# PROMPT
With the images omitted, return all of the entries exactly as they stand.

# MATERIALS PROVIDED
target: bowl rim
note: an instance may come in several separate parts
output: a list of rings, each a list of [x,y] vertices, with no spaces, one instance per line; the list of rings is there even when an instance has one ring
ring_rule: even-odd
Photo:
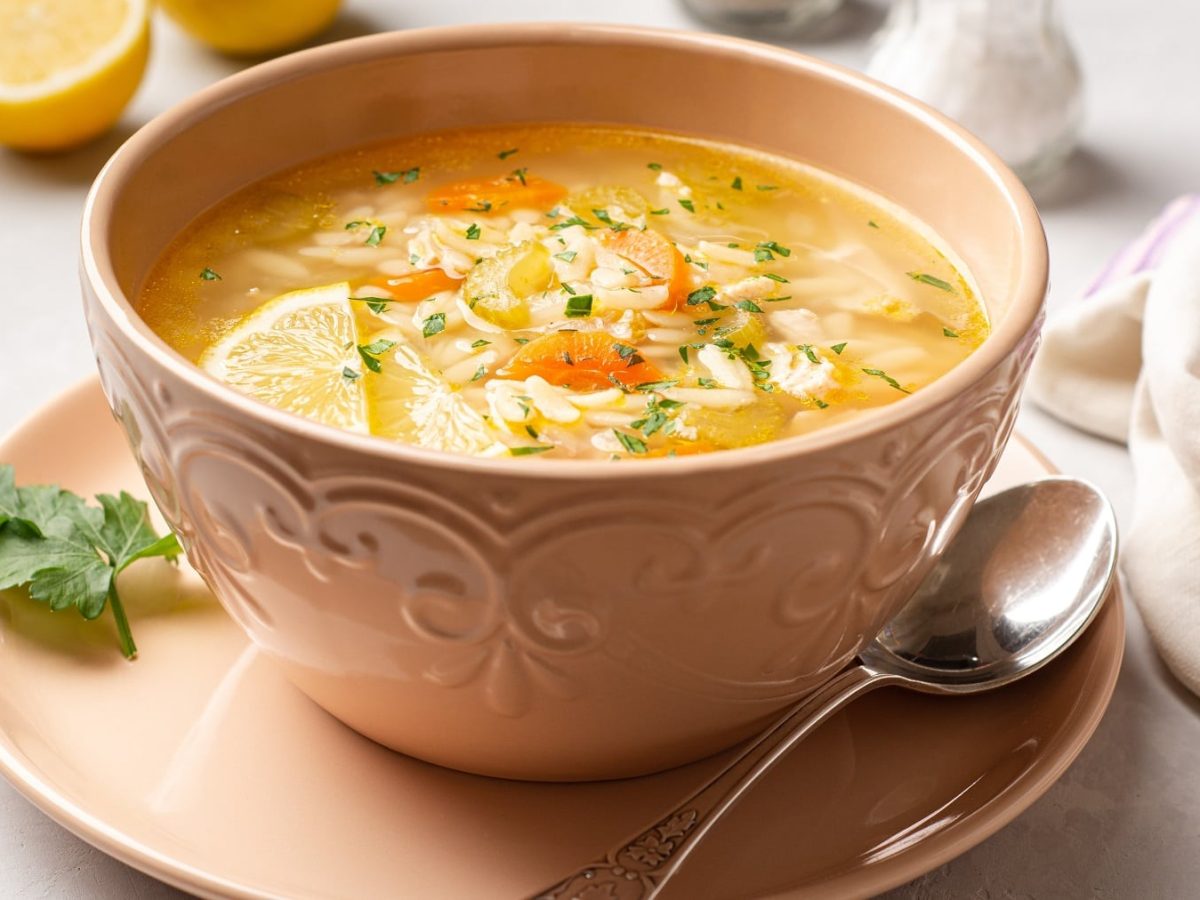
[[[357,65],[400,55],[545,46],[547,43],[618,43],[638,47],[692,49],[723,57],[753,60],[776,68],[791,69],[811,78],[833,81],[882,101],[919,121],[971,157],[996,182],[1009,204],[1019,235],[1021,265],[1018,267],[1016,283],[1010,291],[1010,304],[1003,320],[970,356],[917,393],[828,428],[750,447],[670,459],[637,460],[635,465],[614,466],[607,459],[543,460],[530,465],[524,460],[446,453],[344,431],[241,394],[206,374],[151,331],[117,283],[108,256],[107,224],[122,187],[146,156],[174,135],[205,119],[213,110],[236,103],[242,97],[341,65]],[[1002,365],[1021,340],[1035,329],[1042,314],[1049,265],[1041,219],[1020,179],[978,138],[926,104],[836,63],[757,41],[671,28],[578,22],[449,25],[384,32],[300,50],[227,76],[160,113],[117,149],[88,191],[80,238],[81,274],[122,337],[155,364],[183,379],[189,387],[207,395],[212,401],[232,406],[239,413],[294,437],[350,453],[464,473],[533,479],[660,479],[663,476],[715,473],[756,463],[778,462],[785,458],[803,458],[917,419],[951,402],[970,385],[985,378]]]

# OUTPUT OF THE TASK
target: bowl rim
note: an instance may come in several separate parts
output: a list of rings, each a list of [x,y] vertices, with no spaces, one instance per line; the list of rings is there even when an instance has one ring
ring_rule: even-odd
Photo:
[[[357,65],[400,55],[545,46],[547,43],[618,43],[638,47],[692,49],[723,57],[753,60],[776,68],[791,69],[811,78],[833,81],[882,101],[919,121],[971,157],[996,182],[1009,204],[1019,235],[1021,265],[1018,267],[1016,283],[1010,291],[1010,304],[1003,320],[970,356],[917,393],[828,428],[750,447],[670,459],[637,460],[635,465],[614,466],[607,459],[543,460],[530,465],[524,460],[446,453],[344,431],[241,394],[206,374],[151,331],[117,283],[108,256],[107,224],[122,187],[146,156],[174,135],[205,119],[213,110],[236,103],[242,97],[341,65]],[[1002,365],[1021,340],[1035,329],[1042,314],[1049,265],[1041,219],[1020,179],[978,138],[926,104],[836,63],[757,41],[671,28],[578,22],[449,25],[384,32],[300,50],[227,76],[160,113],[117,149],[88,191],[80,238],[81,274],[122,337],[155,364],[183,379],[189,387],[207,395],[212,401],[232,406],[239,413],[294,437],[350,453],[464,473],[533,479],[660,479],[663,476],[715,473],[756,463],[778,462],[785,458],[803,458],[917,419],[951,402],[970,385],[985,378]]]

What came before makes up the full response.